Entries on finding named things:
============================================================

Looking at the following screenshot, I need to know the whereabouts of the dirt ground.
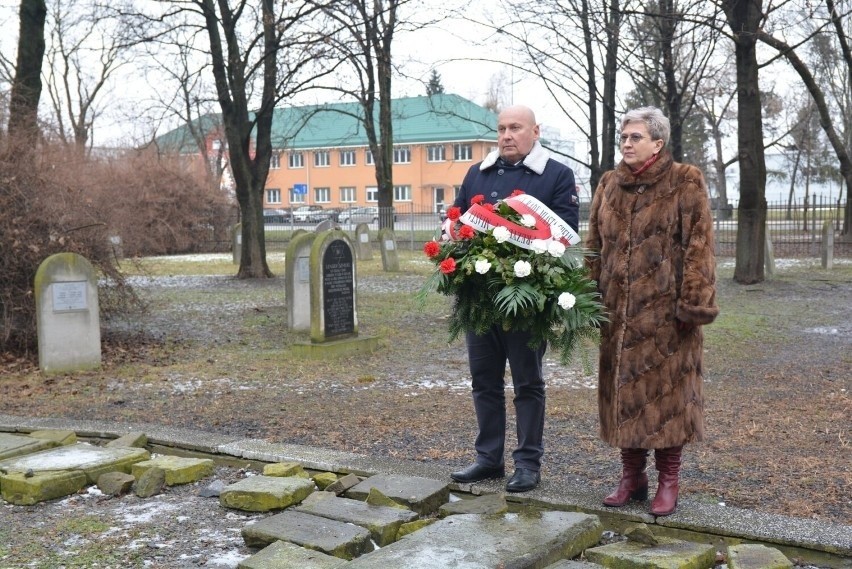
[0,255,852,565]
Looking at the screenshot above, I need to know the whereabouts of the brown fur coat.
[586,149,719,449]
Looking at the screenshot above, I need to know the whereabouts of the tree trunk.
[9,0,47,148]
[723,0,766,284]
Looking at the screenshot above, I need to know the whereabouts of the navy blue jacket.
[453,143,580,231]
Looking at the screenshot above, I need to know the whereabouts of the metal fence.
[266,198,852,258]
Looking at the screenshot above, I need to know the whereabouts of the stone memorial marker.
[820,219,834,269]
[231,223,243,265]
[287,229,378,357]
[284,231,317,332]
[35,253,101,373]
[379,228,399,272]
[355,223,373,261]
[311,231,358,342]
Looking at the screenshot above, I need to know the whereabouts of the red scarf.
[631,152,660,176]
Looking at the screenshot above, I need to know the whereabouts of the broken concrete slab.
[0,443,151,484]
[242,510,373,559]
[294,492,418,547]
[0,433,58,461]
[263,462,310,478]
[131,455,216,486]
[97,472,136,496]
[346,474,450,516]
[438,494,509,518]
[29,429,77,446]
[237,541,346,569]
[219,476,314,512]
[346,511,603,569]
[106,433,148,448]
[585,537,716,569]
[0,470,88,506]
[728,543,793,569]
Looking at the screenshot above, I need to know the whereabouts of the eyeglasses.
[619,132,651,144]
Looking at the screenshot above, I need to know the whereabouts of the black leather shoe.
[450,463,506,484]
[506,468,541,492]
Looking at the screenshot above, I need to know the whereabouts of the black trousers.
[467,327,547,471]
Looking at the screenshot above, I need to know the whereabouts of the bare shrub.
[0,139,234,355]
[0,143,137,355]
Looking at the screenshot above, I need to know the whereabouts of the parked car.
[293,205,329,223]
[263,209,292,225]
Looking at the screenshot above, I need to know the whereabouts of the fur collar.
[479,140,550,176]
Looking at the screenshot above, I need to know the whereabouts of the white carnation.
[557,292,577,310]
[473,259,491,275]
[515,261,532,278]
[493,225,512,243]
[547,240,565,257]
[530,239,547,254]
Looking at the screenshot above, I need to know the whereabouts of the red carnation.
[459,225,476,239]
[423,241,441,259]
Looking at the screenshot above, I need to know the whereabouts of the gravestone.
[379,228,399,272]
[231,223,243,265]
[35,253,101,373]
[109,235,124,261]
[288,229,378,358]
[284,231,317,332]
[820,219,834,269]
[311,231,358,342]
[763,229,775,279]
[355,223,373,261]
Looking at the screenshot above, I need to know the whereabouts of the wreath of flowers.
[419,190,607,364]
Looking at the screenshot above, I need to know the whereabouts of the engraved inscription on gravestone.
[322,240,355,337]
[50,281,89,312]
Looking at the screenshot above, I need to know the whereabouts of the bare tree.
[757,0,852,238]
[43,0,131,153]
[721,0,766,284]
[141,0,330,278]
[312,0,413,228]
[8,0,47,149]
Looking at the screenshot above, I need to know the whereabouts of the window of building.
[288,152,305,168]
[393,186,411,202]
[453,143,473,162]
[266,188,281,203]
[426,144,447,162]
[340,186,357,203]
[314,188,331,203]
[314,150,330,168]
[393,146,411,164]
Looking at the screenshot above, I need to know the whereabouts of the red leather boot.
[651,446,683,516]
[604,448,648,507]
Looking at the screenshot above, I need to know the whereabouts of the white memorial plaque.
[50,281,89,312]
[296,257,311,283]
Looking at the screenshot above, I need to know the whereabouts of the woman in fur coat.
[586,107,719,516]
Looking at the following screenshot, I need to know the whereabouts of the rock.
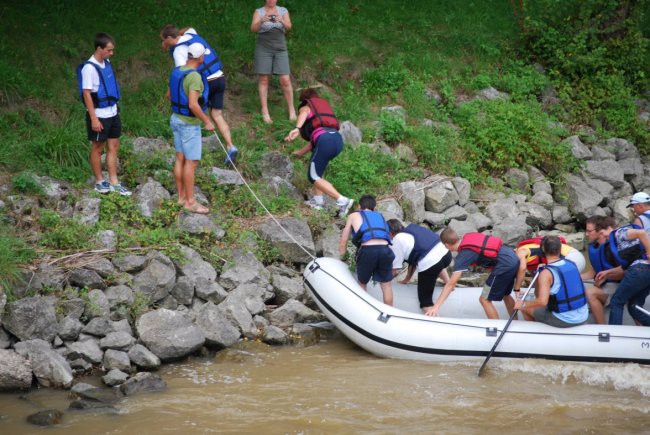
[396,181,425,223]
[492,216,531,246]
[586,160,625,187]
[136,308,205,361]
[58,316,84,341]
[339,121,363,145]
[66,340,104,364]
[178,212,226,240]
[83,257,115,280]
[551,205,573,224]
[102,369,129,387]
[120,372,167,396]
[133,137,171,158]
[95,230,117,251]
[128,344,160,370]
[424,181,459,213]
[2,296,59,342]
[133,178,171,217]
[0,349,32,391]
[73,198,102,225]
[258,151,293,180]
[132,253,176,302]
[562,136,593,160]
[103,349,131,372]
[27,409,63,426]
[262,325,289,345]
[255,218,316,264]
[196,302,241,348]
[99,331,135,352]
[104,285,134,309]
[70,269,106,289]
[84,289,111,319]
[269,299,325,327]
[174,246,217,281]
[503,168,529,192]
[113,255,146,273]
[14,339,73,388]
[211,168,244,186]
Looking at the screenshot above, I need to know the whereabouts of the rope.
[213,131,316,260]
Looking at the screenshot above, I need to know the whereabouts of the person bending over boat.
[515,236,589,328]
[388,219,451,315]
[436,228,519,319]
[514,236,587,304]
[581,216,623,325]
[339,195,395,306]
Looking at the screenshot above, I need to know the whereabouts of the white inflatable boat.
[304,258,650,364]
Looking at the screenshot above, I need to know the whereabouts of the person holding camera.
[251,0,296,124]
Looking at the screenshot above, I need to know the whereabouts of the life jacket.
[169,33,223,79]
[544,261,587,313]
[609,224,647,269]
[352,210,392,248]
[169,66,210,116]
[300,97,340,141]
[402,224,440,265]
[458,233,503,266]
[77,59,120,109]
[515,236,568,272]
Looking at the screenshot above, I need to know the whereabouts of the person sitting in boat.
[514,236,587,304]
[581,216,623,325]
[388,219,451,315]
[515,236,589,328]
[339,195,395,305]
[429,228,519,319]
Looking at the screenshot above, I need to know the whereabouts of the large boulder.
[2,296,59,343]
[0,350,32,391]
[256,218,316,264]
[136,308,205,361]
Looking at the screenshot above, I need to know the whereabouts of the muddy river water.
[0,335,650,434]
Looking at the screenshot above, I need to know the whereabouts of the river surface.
[0,335,650,434]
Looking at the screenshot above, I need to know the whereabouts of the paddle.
[477,269,539,376]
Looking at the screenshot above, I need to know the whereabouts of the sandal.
[183,202,210,214]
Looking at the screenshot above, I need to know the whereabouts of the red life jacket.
[300,97,339,141]
[458,233,503,266]
[515,236,567,272]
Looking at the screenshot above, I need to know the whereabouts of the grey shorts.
[254,44,291,75]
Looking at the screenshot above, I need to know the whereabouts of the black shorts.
[208,76,226,110]
[86,112,122,142]
[357,245,395,284]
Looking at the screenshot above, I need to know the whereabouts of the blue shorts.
[357,245,395,284]
[169,114,201,160]
[307,129,343,184]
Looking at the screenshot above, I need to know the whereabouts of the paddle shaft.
[477,269,539,376]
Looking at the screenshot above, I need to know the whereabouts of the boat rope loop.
[213,131,316,260]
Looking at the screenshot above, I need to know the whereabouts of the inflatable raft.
[304,258,650,364]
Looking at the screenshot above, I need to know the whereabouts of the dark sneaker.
[339,198,354,217]
[111,183,131,196]
[95,180,111,193]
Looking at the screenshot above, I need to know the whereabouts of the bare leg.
[210,109,232,149]
[174,153,186,205]
[257,74,273,124]
[280,75,296,121]
[90,142,104,183]
[106,138,120,184]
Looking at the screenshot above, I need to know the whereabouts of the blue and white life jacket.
[77,59,120,109]
[609,224,647,269]
[543,260,587,313]
[169,66,209,116]
[352,210,392,248]
[169,33,223,79]
[402,224,440,265]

============================================================

Show each line in the data above that has the word "shorts" in it.

Looking at the screenshot above, I need to know the whereabouts of the grey shorts.
Looking at the screenshot above, I need to know the whereabouts of the black shorts.
Looking at the screenshot above, I need to know the whereabouts of the blue shorts.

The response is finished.